Work request:
Below are records to retype exactly, except for the pictures.

Listed entries:
※ ※ ※
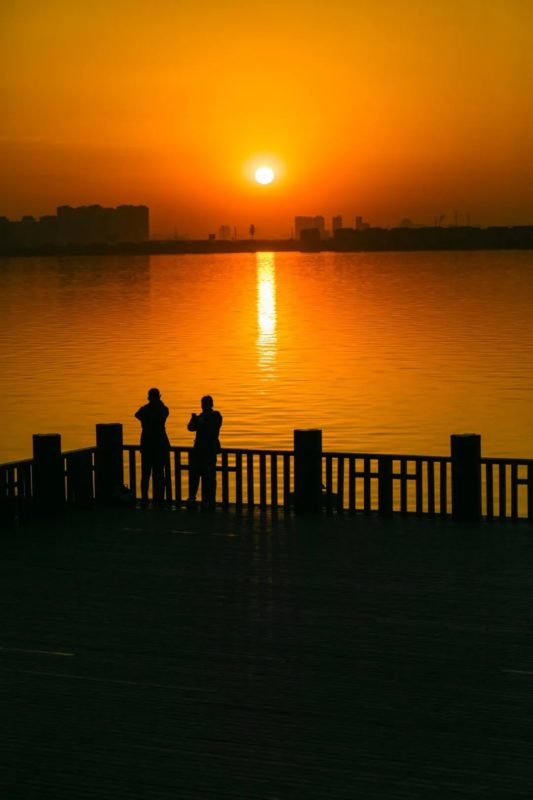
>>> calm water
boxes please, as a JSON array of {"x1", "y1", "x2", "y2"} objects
[{"x1": 1, "y1": 250, "x2": 532, "y2": 463}]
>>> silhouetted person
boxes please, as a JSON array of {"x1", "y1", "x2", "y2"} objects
[
  {"x1": 135, "y1": 388, "x2": 170, "y2": 507},
  {"x1": 187, "y1": 395, "x2": 222, "y2": 510}
]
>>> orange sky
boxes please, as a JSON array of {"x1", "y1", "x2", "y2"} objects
[{"x1": 1, "y1": 0, "x2": 532, "y2": 237}]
※ ※ ※
Expected output:
>>> calm water
boxes please, as a JSON array of {"x1", "y1", "x2", "y2"} objects
[{"x1": 1, "y1": 250, "x2": 532, "y2": 463}]
>>> silhouetted person
boxes please, as a JSON array of {"x1", "y1", "x2", "y2"} objects
[
  {"x1": 135, "y1": 388, "x2": 170, "y2": 507},
  {"x1": 187, "y1": 395, "x2": 222, "y2": 510}
]
>>> orange sky
boxes please, as a JSON array of {"x1", "y1", "x2", "y2"} objects
[{"x1": 1, "y1": 0, "x2": 532, "y2": 237}]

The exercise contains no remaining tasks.